Problem description
Would you transcribe the listing that follows, character for character, and omit its images?

___ Records for processing ___

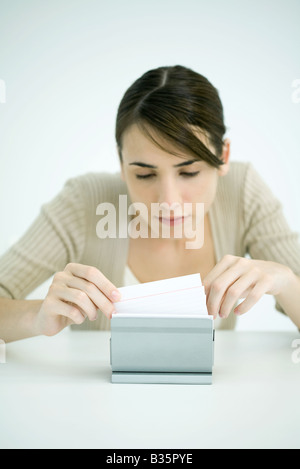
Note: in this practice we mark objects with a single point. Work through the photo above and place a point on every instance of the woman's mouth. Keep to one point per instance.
(172, 220)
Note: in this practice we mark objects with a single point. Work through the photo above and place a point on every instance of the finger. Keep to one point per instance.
(79, 299)
(222, 283)
(96, 296)
(72, 313)
(93, 275)
(236, 291)
(252, 298)
(226, 262)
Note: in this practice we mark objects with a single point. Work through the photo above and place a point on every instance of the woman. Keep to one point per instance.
(170, 139)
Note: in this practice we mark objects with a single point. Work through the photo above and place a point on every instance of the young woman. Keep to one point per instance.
(170, 139)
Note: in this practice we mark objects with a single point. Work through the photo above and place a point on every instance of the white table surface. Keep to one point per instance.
(56, 393)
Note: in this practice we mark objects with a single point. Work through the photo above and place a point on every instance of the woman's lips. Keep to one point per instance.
(173, 220)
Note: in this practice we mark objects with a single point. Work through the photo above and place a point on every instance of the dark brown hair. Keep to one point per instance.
(168, 101)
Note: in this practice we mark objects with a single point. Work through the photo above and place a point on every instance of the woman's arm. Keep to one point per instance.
(76, 293)
(289, 299)
(234, 278)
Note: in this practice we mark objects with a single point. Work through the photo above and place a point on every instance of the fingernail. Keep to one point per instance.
(115, 295)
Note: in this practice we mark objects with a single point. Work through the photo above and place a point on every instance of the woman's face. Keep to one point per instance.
(153, 176)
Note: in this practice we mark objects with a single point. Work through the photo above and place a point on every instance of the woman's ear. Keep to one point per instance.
(223, 170)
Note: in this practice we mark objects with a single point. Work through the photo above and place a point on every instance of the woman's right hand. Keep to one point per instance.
(74, 295)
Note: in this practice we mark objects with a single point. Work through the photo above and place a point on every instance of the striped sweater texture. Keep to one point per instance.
(246, 219)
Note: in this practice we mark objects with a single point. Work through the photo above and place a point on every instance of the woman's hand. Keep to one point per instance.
(74, 295)
(234, 278)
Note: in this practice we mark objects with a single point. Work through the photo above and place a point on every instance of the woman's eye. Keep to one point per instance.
(148, 176)
(144, 176)
(190, 174)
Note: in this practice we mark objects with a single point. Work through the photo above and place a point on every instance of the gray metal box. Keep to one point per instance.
(153, 349)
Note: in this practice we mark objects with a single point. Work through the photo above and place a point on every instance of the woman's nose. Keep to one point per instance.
(169, 194)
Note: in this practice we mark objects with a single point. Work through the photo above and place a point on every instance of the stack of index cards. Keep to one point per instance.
(177, 297)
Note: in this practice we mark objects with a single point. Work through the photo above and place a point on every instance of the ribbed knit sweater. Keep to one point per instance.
(246, 219)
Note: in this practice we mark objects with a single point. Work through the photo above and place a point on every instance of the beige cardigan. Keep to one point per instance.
(245, 217)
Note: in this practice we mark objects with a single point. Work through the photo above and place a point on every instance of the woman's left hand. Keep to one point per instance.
(235, 277)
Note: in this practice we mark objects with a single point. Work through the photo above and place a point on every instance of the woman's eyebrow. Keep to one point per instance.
(144, 165)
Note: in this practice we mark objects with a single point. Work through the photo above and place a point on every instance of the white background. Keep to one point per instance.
(67, 63)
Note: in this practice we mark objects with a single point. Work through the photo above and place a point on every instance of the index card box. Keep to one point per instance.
(154, 349)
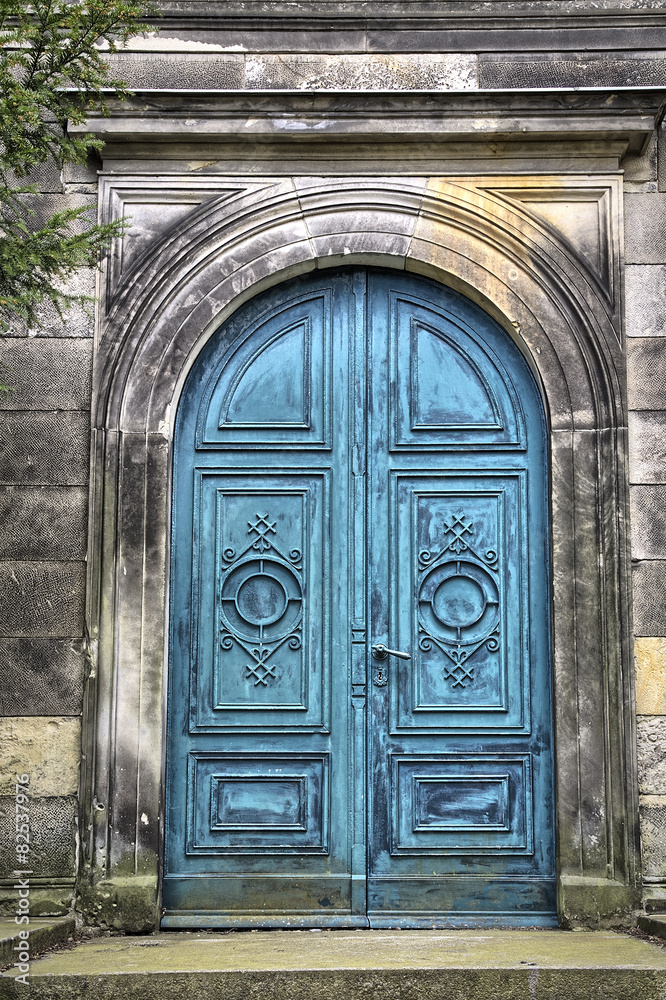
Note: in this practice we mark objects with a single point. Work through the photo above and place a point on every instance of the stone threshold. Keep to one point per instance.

___

Solved exercise
Note: in this practice we mark objects with a single point. Work through the photo above and place a point on every instance of the woman's mouth. Keep to one point per instance.
(172, 220)
Note: in this practice we mark objects with a single point. Work through the photo above and place a point on every instance of the finger. Keep to one point per instance.
(79, 299)
(222, 283)
(96, 296)
(72, 313)
(93, 275)
(236, 291)
(252, 298)
(226, 262)
Note: in this practice we mark objects with a single point. Work through the photo above and place a point on every instance of the woman. Keep to one point per instance.
(170, 139)
Note: in this practice we mark objects with a single point. Work through the photo above and place a point on every instance of the young woman. Keep to one point per instance.
(170, 139)
Note: in this practice we mark objects with a single point. Work through the photo above and place a point on every instance of the white table surface. Keep to one point per instance.
(56, 393)
Note: in this practice we mark objects with a single point. Work through the photo above and place a point on every instance of the woman's lips. Keep to one point per instance.
(173, 220)
Note: in this practice we mark objects with a single point. Work through the photo above and place a point on every instance of the dark brown hair. Keep to one point per instance.
(168, 101)
Note: in this practice we mark objects with a single point. Work through the photo above and place a point on every instance of the woman's arm. Keep to one point per instance.
(76, 293)
(289, 299)
(234, 278)
Note: in this practice we mark objects with a single point. Work through the photo above and place a point on every instance of the fingernail. Keep to one point per instance.
(115, 295)
Note: in this practice we mark objects with a single point. Work through the photo above and place a point on every instance of the woman's face. Keep to one point per instance.
(153, 176)
Note: in this practice we mark objects with a single point. Work through the photo above and place a point on every instance of the woman's ear. Keep to one point per instance.
(223, 170)
Note: in this practice we mark objects with a single point. Work through the photo above and place a point on every instance of the woman's right hand. Keep to one point per instance.
(74, 295)
Note: in this practice we mark objects with a single point. Work through the photo above and place a point on every instance of the striped sweater texture. Keep to one point per instance.
(246, 219)
Note: in this practice we mark objects with a single point. Work through the photo above and place a point on every instance of the woman's hand. Keep to one point per instance.
(74, 295)
(234, 278)
Note: in this practice we mark objects with a single point. Work through the photo above and place a point on every instance of the woman's eye. Keep to one point per instance.
(148, 176)
(144, 176)
(190, 174)
Note: in this practice we mark objects with a single point. Work through the photo above and place a point on every instance of the gray metal box. Keep to one point per instance.
(153, 349)
Note: in this practice we mark objects with a single point. Work through the photo above and place a point on every instance of the woman's nose. Keep to one point per instance.
(169, 194)
Note: in this practice we mark objects with a single point. Work through the photo above and place a point on every instance of the stack of index cards. Keep to one point per instance.
(177, 297)
Note: in this practice we mark objects with a single point. Work through the photo above and place a point on every instance of the ribbed knit sweater. Keep to one point per instance.
(246, 219)
Note: in this practice we mark objects with a single point. Work through the photo above and place a point on every instance of the beige cardigan. Keep to one point per instance.
(245, 217)
Note: in this practice we mark objects with a single point. Work through the photo above and place a point on every instance of the woman's left hand. Keep to one point per instance.
(235, 277)
Note: in this practice we mark objects with a single point. Work through the photo above and place a point on every instance of the woman's eyebrow. Keep to one point per instance.
(144, 165)
Note: in this practice we mark objects with a single point. Work through the photo above and place a point on every instance of the white background. Keep to one point per instance.
(67, 63)
Note: in this practice we mark objects with a single point. Work through the photo above and place a point on every instance of the index card box. Keep to one point per instance.
(154, 349)
Note: in this practice we mark objects with a single point. Work through the photo above and place a point on every instance of the stone threshold. Keep to one point per instance.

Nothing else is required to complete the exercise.